## What is needed
Count the lines in the entries that follow that contain the word "below", and reply with only that number.

## Information given
━━━━━━━━━━━━━━━━━━━━
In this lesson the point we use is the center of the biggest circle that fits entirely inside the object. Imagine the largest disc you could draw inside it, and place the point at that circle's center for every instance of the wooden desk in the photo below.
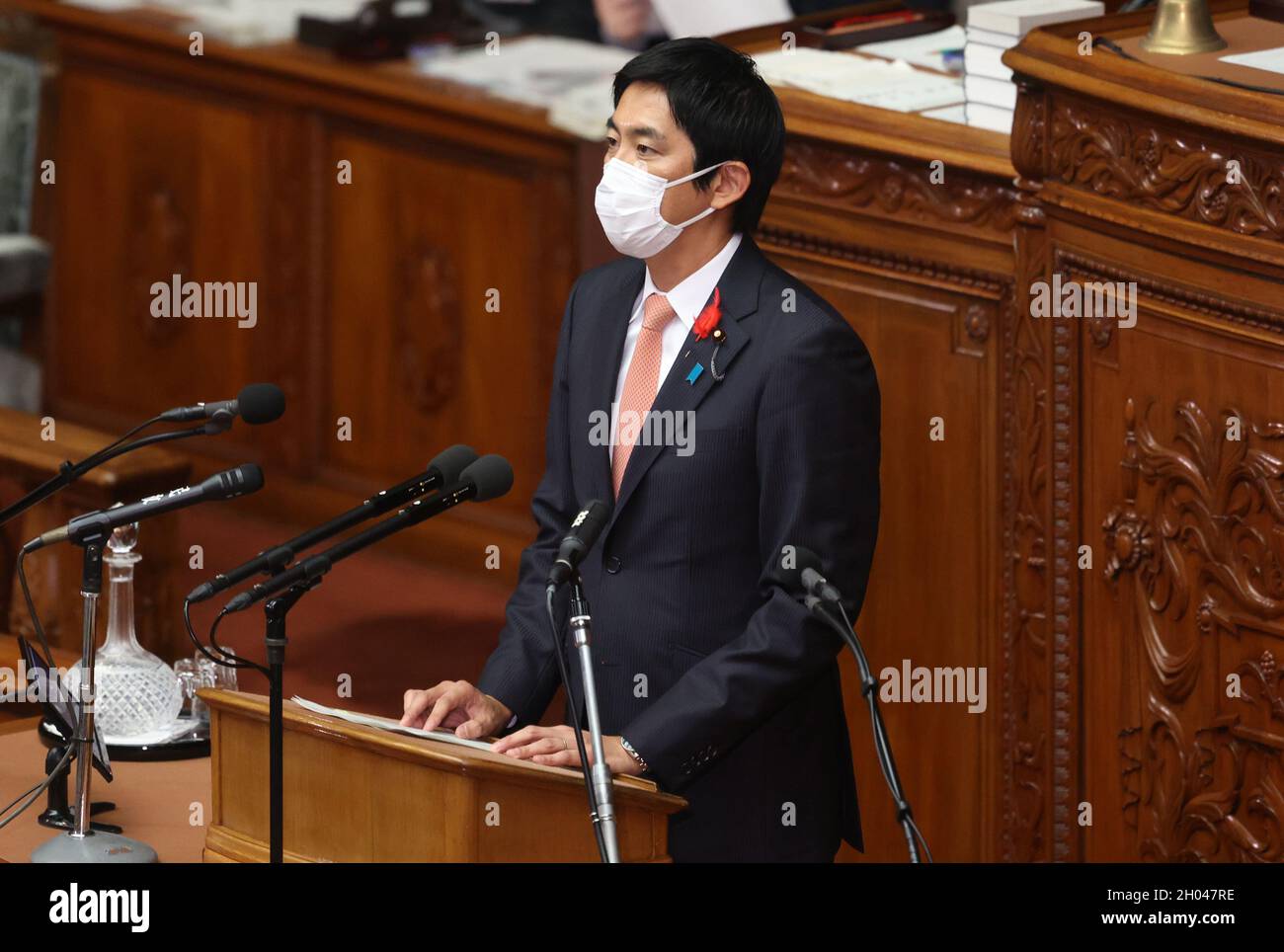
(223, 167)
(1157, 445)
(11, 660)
━━━━━━━━━━━━━━━━━━━━
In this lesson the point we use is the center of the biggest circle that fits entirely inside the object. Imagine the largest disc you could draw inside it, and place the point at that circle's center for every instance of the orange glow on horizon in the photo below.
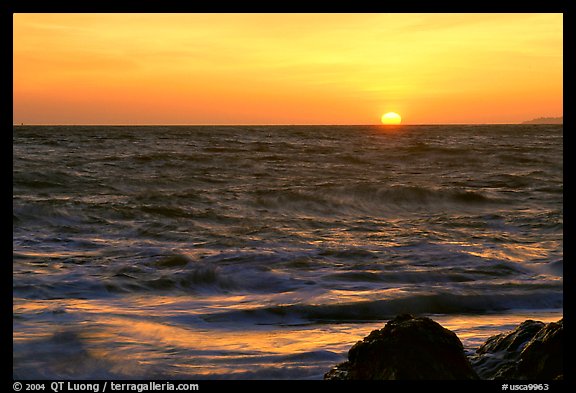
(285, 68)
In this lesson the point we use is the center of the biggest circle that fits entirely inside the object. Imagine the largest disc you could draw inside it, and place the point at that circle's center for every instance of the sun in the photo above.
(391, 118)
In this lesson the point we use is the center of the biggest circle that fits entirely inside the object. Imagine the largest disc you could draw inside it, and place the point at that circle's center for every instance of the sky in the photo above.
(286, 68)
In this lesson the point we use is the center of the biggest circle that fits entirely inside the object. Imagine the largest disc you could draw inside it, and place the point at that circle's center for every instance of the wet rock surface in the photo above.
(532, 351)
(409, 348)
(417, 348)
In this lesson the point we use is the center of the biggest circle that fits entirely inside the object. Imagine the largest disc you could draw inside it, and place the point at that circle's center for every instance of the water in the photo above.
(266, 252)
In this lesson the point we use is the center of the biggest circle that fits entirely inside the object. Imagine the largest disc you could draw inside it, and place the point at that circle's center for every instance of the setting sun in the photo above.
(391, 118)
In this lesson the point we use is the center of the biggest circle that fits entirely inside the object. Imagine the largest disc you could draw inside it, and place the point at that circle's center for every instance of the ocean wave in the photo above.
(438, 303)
━━━━━━━━━━━━━━━━━━━━
## Expected answer
2